**What to do:** Recast every line of the records below as a Markdown table with two columns, Row and Line, numbering each row and skipping blank lines.

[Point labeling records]
** Begin **
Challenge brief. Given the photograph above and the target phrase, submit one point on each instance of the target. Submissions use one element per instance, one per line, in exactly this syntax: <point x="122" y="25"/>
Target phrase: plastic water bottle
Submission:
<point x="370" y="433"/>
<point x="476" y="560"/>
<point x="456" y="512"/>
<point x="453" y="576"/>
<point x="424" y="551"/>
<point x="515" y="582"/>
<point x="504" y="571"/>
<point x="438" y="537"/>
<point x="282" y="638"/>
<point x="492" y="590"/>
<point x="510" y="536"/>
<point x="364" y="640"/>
** End **
**Full output:**
| Row | Line |
|---|---|
| 1 | Challenge brief. Given the photograph above and the target phrase, submit one point on each instance of the target. Submissions use one element per instance, one per line, in exactly this syntax: <point x="122" y="25"/> |
| 2 | Target phrase: plastic water bottle |
| 3 | Submission: |
| 4 | <point x="370" y="433"/> |
| 5 | <point x="476" y="560"/> |
| 6 | <point x="456" y="512"/> |
| 7 | <point x="453" y="576"/> |
| 8 | <point x="424" y="551"/> |
| 9 | <point x="515" y="582"/> |
| 10 | <point x="504" y="571"/> |
| 11 | <point x="438" y="537"/> |
| 12 | <point x="282" y="638"/> |
| 13 | <point x="492" y="590"/> |
| 14 | <point x="510" y="536"/> |
| 15 | <point x="364" y="640"/> |